[Collection entries]
────

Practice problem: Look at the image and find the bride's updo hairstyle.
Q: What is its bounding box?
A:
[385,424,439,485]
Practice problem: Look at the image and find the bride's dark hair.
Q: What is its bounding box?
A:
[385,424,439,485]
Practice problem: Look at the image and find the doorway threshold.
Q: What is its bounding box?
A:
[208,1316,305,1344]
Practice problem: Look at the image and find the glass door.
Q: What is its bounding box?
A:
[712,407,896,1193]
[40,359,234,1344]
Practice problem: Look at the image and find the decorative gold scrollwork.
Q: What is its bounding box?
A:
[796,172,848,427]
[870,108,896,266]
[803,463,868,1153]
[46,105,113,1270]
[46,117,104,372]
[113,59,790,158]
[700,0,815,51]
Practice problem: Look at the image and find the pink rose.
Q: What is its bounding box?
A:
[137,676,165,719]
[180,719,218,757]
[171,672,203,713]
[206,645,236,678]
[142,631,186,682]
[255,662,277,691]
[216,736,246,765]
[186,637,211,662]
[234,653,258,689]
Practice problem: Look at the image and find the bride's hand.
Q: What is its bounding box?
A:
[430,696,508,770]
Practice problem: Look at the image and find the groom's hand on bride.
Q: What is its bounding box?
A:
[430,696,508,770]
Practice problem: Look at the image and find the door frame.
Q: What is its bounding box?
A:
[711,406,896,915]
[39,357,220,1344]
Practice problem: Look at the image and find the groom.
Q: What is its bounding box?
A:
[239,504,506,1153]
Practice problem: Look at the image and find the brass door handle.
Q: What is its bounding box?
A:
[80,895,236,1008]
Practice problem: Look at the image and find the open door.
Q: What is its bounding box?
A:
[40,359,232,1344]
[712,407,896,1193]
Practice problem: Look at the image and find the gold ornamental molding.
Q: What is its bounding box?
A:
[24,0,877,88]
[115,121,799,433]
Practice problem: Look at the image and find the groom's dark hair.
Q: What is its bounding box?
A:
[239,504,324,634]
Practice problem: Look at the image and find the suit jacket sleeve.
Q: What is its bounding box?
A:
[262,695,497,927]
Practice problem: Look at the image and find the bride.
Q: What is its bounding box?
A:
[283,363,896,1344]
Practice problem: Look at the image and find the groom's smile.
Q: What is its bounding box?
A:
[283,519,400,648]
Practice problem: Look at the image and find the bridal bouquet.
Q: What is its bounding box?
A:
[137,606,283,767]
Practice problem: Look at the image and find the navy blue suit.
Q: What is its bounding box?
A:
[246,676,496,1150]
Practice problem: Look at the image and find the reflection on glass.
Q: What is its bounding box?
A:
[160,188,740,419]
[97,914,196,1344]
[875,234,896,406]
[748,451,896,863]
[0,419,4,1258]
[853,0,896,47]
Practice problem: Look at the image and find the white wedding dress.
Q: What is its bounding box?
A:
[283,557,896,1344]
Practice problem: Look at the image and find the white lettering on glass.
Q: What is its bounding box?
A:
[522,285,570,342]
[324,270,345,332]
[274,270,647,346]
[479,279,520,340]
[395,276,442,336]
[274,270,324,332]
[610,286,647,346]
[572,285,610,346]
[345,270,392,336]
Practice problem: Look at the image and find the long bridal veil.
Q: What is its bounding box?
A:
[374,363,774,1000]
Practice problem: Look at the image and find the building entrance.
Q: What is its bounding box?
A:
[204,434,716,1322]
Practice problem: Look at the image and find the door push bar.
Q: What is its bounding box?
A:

────

Objective:
Reproduce the data above verbatim, line for line, from beginning to end.

Solution to the problem:
Practice problem: Look at the image and find the bride's updo hairstyle.
Q: What is its bounding box?
A:
[385,424,439,485]
Practice problem: Look at the image and find the bride's dark hair.
Q: What is its bounding box?
A:
[385,424,439,485]
Practice problem: Look at the image and find the doorway threshold.
Q: What is its bounding box?
A:
[208,1316,305,1344]
Practice problem: Look at the image and find the glass door.
Q: What is its bounding box?
A:
[712,407,896,1193]
[40,359,234,1344]
Practice problem: Look at the image and find the decorative gold scrollwork.
Q: What is its bounding box?
A:
[796,172,848,427]
[870,108,896,266]
[803,463,868,1153]
[46,105,113,1270]
[46,117,104,372]
[113,59,790,158]
[700,0,815,51]
Practice problem: Look at the image and find the pink rose.
Q: What is its bounding box?
A:
[137,676,165,719]
[180,719,218,757]
[171,672,203,713]
[206,645,236,678]
[142,631,186,682]
[255,662,277,691]
[216,736,246,765]
[186,637,211,662]
[234,653,258,689]
Practice problem: Look at the image and find the bride's hand.
Q: What is its bounding box?
A:
[430,696,508,770]
Practice problem: Look at the image and find the groom's hand on bride.
Q: What is its bounding box?
A:
[430,696,508,770]
Practice problem: Look at the image and find the door frame.
Q: What is its bounding box?
A:
[711,406,896,915]
[39,357,220,1344]
Practice problem: Look at the image and find the groom.
Q: What is its bounding box?
A:
[239,504,506,1153]
Practice problem: Look at the image and find the brass door handle.
Q: What is its bounding box?
A:
[80,895,236,1008]
Practice problem: Look at the image and find the open door.
Q: What is its bounding box?
A:
[40,359,232,1344]
[712,407,896,1193]
Practice problem: Look at the image and find the gold ornamental molding.
Q: What is its bounding box?
A:
[24,0,877,88]
[115,121,799,433]
Practice problem: Look at the image and find the groom's dark hair.
Q: What is its bounding box?
A:
[239,504,324,634]
Practice problem: Look at the image and find the suit jacket sleeve.
Q: What is its bounding box?
A:
[262,695,497,927]
Practice problem: Look at the image and find the bride.
Q: What is its bounding box?
A:
[283,363,896,1344]
Practice problem: Look at the image and find the groom's smile.
Q: What is its bounding box?
A:
[283,519,400,648]
Practice problem: Look at the image and find the bridal bouquet.
Q: What is its bounding box?
A:
[137,606,283,767]
Practice problem: Look at the image and find the navy blue suit.
Q: What is its bounding box?
A:
[246,676,496,1150]
Practice problem: Look at the image and find the reflection on glass.
Q: What is its bounding box?
A:
[160,188,740,419]
[97,914,196,1344]
[875,234,896,406]
[748,451,896,863]
[0,419,4,1258]
[853,0,896,47]
Practice problem: Look at the image and find the white wedding dress.
Q: What is its bounding box?
A:
[283,557,896,1344]
Practice problem: Look at the image and find the white lettering on glass.
Q: What is its bounding box?
A:
[522,285,570,342]
[324,270,345,332]
[274,270,647,346]
[479,279,520,340]
[395,276,442,336]
[274,270,324,332]
[610,286,647,346]
[572,285,610,346]
[345,270,392,336]
Practice problem: Look at the image and find the long bridal veil.
Q: What is its bounding box?
A:
[374,363,774,1000]
Practice problem: Look at the image and find the building entrance.
Q: What is its bounding box?
A:
[204,434,716,1322]
Practice problem: Look at the image and find the door push bar.
Q: What is its bounding box?
A:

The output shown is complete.